_Consigne_
D'après le texte sur l'extradition d'Ali Aarrass, quel jour a-t-il été extradé de l'Espagne vers le Maroc ?

Le Belge Ali Aarrass a été extradé de l’Espagne vers le Maroc, le mardi 14 décembre, pas même un mois après que le Conseil des ministres espagnol avait approuvé son extradition.
Depuis le 19 novembre, date de la décision d’extradition par le gouvernement socialiste, la famille et les avocats d’Ali en Espagne et en Belgique, les organisations des droits de l’homme et Amnesty International, des militants et des sympathisants à Melilla, à Londres et Bruxelles ont redoublé d’efforts pour empêcher son extradition. Pendant trois semaines, ils ont ré-informé la justice, les médias, les partis politiques et les gouvernements de toutes les preuves indéniables de torture systématique, de traitements inhumains et dégradants auxquels sont soumis les accusés dans les dossiers de terrorisme au Maroc. En particulier dans le procès Belliraj, pour lequel l’extradition d’Ali Aarrass a été demandée. Ni l’Espagne, ni la Belgique n’ont voulu tenir compte des preuves accablantes apportées. Ils se sont ainsi rendus coupables de non-assistance à personne en danger, voire de collaboration et de complicité dans la pratique de la torture.

_Liste des lignes_
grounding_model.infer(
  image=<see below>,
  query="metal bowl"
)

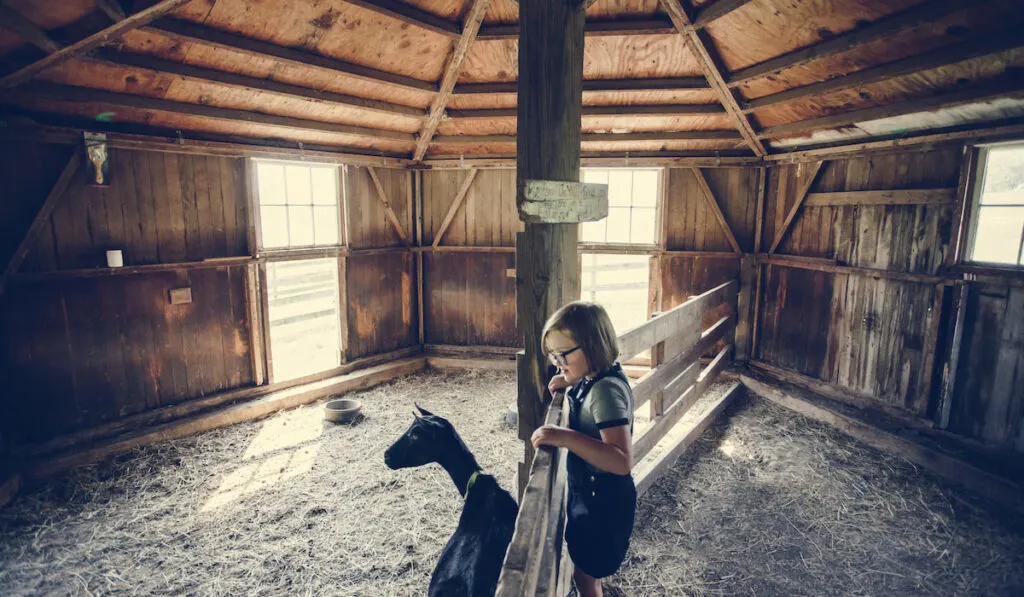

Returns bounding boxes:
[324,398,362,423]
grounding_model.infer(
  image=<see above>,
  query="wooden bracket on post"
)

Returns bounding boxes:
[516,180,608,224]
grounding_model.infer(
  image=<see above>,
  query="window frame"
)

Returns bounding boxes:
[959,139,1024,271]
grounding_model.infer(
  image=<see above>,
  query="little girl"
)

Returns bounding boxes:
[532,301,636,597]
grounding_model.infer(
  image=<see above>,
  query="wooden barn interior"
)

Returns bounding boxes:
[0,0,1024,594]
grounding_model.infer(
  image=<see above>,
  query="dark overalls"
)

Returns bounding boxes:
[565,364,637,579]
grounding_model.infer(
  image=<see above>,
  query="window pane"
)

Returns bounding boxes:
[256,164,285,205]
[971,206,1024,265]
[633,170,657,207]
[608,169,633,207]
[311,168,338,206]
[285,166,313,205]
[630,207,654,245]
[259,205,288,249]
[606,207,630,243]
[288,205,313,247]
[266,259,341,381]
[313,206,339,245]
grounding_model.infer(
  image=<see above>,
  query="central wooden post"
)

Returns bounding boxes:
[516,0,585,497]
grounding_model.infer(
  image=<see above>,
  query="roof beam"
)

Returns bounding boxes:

_Corrigé_
Le mardi 14 décembre.